++++ PAGE EXCERPT
The Blue Dragon: Theater review by Helen Shaw
Every piece has a root chord, the emotional tone it strikes when all its instruments play together—and in Robert Lepage's West-meets-East drama The Blue Dragon, that chord is disorientation. Characterization and set drift as the mise en scène capitalizes on Lepage's near-magical transitions and a projection design full of rain and snow; our own emotions also float, untethered by performances that seem to come from far away.
Claire (Michaud) is gray from exhaustion and disoriented by 12-hour jet lag. Her old friend and lover Pierre (Lepage) is stunned by his diminishing expat life in an increasingly inhospitable Shanghai. Claire has come to China to adopt a child, hoping to use gallerist Pierre as her home base, but he is feeling rootless himself, unsure and hesitatingly in love with one of his young artists, Xiao Ling (Tai Wei Foo). As Claire's bumbling pursuit of the child progresses, each character's unsteadiness further destabilizes the other two until their individual desires start to blur and intermingle.
Physically, too, things melt into other things; projections of a calligraphy lesson (an inky line appearing on parchment) on the comic-book-panel set return later as a pregnancy test; blinds rise and fall to show us airports and then vistas behind a miniature train. Eventually, Xiao Ling's story about the ancient practice of surrendering an unwanted baby to the whims of a river infects the storytelling itself. The desultorily told plot drifts into three possible paths, and we're left without resolution as to which of the three “streams” our characters will really take.
++++++++
◆ **YOUR TASKS**:
1. In the review of The Blue Dragon, how many hours of jet lag leave Claire disoriented?
2. Reproduce the part of the review of The Blue Dragon starting with "Claire (Michaud) is" and going on through "blur and intermingle.".
3. Carry on the review of The Blue Dragon, picking up after its last sentence.
++++ STUDY MATERIAL
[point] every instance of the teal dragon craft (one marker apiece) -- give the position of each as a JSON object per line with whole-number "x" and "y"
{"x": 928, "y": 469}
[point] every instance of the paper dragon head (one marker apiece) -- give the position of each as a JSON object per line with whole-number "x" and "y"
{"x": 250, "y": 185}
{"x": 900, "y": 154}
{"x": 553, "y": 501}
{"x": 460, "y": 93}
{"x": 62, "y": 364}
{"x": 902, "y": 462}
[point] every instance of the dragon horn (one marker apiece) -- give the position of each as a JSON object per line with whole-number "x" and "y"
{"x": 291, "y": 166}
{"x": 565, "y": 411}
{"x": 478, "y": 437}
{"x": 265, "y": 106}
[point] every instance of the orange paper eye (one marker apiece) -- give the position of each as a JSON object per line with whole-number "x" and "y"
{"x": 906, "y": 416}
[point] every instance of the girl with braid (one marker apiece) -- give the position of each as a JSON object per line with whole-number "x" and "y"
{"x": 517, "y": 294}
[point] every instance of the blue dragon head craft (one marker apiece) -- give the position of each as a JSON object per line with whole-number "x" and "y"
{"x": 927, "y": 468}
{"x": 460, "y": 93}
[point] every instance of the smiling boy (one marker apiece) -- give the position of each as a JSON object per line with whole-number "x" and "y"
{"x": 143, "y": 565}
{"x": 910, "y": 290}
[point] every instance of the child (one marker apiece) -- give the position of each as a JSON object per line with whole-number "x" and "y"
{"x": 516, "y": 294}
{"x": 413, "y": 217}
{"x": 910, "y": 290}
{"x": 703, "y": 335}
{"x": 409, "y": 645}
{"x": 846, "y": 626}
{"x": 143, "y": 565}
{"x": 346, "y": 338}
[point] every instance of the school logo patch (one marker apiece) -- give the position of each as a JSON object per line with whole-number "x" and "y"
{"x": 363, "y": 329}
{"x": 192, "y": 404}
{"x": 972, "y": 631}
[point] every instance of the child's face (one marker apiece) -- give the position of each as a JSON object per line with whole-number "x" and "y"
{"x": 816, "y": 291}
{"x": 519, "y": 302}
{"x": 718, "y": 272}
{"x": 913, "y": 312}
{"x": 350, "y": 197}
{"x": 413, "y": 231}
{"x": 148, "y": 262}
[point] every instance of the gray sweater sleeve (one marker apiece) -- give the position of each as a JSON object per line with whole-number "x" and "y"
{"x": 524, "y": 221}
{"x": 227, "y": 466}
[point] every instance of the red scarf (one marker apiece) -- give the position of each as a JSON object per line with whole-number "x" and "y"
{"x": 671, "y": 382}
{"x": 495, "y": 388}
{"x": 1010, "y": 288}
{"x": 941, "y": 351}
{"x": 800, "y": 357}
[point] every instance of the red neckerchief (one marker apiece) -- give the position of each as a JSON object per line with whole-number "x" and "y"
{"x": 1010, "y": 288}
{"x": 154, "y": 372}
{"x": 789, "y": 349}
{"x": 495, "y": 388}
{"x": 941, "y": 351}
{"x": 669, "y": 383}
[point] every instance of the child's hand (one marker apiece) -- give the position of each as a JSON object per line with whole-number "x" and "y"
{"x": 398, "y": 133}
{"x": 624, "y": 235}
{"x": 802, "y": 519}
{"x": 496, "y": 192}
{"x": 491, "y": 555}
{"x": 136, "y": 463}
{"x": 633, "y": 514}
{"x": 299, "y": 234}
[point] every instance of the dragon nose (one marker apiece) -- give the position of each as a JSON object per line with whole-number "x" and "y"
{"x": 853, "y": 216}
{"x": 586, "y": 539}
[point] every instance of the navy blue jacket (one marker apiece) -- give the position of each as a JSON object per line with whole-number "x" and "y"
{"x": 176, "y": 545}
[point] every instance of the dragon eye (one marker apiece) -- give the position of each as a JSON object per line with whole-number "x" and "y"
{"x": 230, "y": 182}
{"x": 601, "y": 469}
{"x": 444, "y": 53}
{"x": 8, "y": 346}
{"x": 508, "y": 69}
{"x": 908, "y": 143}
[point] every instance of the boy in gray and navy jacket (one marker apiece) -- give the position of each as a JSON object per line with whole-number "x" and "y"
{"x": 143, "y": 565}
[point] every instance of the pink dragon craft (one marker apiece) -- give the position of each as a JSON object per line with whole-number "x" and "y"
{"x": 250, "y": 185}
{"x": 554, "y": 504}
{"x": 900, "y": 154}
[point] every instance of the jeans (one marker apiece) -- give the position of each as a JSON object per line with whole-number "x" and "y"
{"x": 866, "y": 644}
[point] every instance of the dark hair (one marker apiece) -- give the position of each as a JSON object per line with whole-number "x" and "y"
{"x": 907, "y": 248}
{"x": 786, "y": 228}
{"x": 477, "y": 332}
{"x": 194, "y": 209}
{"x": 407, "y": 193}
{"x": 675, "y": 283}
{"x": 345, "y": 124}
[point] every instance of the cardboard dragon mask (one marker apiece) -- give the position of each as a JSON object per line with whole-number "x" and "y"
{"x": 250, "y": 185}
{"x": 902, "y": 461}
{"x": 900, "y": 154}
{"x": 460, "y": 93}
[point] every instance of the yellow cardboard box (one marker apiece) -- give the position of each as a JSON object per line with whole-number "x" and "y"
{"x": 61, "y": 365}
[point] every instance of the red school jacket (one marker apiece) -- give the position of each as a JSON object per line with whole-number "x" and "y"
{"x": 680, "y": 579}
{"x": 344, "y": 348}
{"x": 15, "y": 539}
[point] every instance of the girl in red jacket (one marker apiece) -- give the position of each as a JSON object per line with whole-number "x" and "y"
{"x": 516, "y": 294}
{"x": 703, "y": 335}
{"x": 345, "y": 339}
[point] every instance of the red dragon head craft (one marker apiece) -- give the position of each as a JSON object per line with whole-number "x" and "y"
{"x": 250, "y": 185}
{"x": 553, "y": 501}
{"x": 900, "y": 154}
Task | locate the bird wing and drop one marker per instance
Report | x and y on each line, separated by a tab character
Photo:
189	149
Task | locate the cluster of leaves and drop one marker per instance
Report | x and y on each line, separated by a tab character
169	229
++++++++
◆ **ANSWERS PER TASK**:
1. 12 hours.

2.
Claire (Michaud) is gray from exhaustion and disoriented by 12-hour jet lag. Her old friend and lover Pierre (Lepage) is stunned by his diminishing expat life in an increasingly inhospitable Shanghai. Claire has come to China to adopt a child, hoping to use gallerist Pierre as her home base, but he is feeling rootless himself, unsure and hesitatingly in love with one of his young artists, Xiao Ling (Tai Wei Foo). As Claire's bumbling pursuit of the child progresses, each character's unsteadiness further destabilizes the other two until their individual desires start to blur and intermingle.

3.
That we aren't much bothered about their selection is the serious problem at the heart of Dragon. Lepage and Michaud's script hasn't got the level of complexity of, for instance, his multivariable meditation on the human voice, Lipsynch, and when the text tells a simple tale, it skates along the surface in a way that leaves us aloof. Of the three, only Xiao Ling is ever in true danger, yet her portrait remains the least convincing. (Tai Wei Foo's grace as a dancer does not extend to a dexterity with emotional outbursts.) It's therefore a boon that Dragon is comparatively brief (105 minutes), as the feeling of disconnection that it strives for can't, ultimately, bear a long duration.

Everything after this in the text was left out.